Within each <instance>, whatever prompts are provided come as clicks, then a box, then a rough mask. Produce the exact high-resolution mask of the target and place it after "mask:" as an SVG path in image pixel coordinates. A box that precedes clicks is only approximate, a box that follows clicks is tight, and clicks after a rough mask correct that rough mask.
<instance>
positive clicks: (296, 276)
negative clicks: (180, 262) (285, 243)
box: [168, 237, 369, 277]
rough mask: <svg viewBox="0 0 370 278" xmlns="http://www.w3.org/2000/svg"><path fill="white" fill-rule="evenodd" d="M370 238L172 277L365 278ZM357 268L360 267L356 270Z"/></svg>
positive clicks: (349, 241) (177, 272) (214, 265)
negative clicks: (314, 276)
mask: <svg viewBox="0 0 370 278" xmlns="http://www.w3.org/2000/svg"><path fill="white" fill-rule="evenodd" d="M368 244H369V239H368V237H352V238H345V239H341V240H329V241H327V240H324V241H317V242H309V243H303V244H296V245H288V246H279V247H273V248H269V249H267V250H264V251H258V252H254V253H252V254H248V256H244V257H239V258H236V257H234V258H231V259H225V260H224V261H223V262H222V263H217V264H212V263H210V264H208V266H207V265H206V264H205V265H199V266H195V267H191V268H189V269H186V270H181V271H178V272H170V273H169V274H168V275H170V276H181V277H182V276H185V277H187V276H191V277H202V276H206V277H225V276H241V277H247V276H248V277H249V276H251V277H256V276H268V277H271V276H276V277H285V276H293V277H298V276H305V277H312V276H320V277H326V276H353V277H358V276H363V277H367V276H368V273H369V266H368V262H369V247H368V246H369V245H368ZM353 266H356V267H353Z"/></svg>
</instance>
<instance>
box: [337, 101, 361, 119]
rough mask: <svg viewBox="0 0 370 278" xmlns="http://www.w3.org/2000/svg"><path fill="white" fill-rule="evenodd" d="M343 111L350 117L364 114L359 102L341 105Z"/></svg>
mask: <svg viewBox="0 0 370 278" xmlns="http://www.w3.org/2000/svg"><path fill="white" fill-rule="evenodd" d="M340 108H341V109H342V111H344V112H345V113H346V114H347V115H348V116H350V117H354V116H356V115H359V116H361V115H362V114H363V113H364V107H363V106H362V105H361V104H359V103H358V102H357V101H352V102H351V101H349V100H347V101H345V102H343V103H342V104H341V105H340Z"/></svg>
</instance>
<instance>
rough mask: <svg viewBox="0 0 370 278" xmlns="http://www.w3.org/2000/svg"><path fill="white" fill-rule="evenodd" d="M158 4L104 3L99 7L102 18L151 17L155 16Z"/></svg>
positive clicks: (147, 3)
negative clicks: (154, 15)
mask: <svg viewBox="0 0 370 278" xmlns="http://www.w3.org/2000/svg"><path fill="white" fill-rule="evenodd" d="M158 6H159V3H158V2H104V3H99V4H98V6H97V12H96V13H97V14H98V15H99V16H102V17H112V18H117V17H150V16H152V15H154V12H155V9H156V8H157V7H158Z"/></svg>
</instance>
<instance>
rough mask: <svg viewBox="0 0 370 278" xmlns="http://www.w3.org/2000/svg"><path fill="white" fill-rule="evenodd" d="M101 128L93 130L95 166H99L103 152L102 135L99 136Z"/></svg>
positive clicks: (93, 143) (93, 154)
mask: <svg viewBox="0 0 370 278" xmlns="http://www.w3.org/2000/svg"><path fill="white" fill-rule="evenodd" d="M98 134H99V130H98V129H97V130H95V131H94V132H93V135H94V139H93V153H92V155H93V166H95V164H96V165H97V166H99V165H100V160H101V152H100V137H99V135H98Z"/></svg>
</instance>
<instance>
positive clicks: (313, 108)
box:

- EXERCISE DESCRIPTION -
Taking the records from the top, repeat each line exactly until you have repeated the line that contains "positive clicks: (349, 241)".

- EXERCISE SOLUTION -
Within each <instance>, whatever prompts are provided come as clicks, then a box, then a rough mask. Produce the exact high-resolution mask of the target and place it after "mask:" as an SVG path in image pixel coordinates. A box that precedes clicks is only approximate, a box that follows clicks is tight, and clicks after a rough mask correct that rough mask.
<instance>
positive clicks: (296, 276)
negative clicks: (180, 262) (285, 243)
box: [168, 237, 369, 277]
rough mask: <svg viewBox="0 0 370 278" xmlns="http://www.w3.org/2000/svg"><path fill="white" fill-rule="evenodd" d="M370 238L172 277L365 278ZM357 268L360 267L356 270Z"/></svg>
positive clicks: (349, 241) (177, 272) (214, 265)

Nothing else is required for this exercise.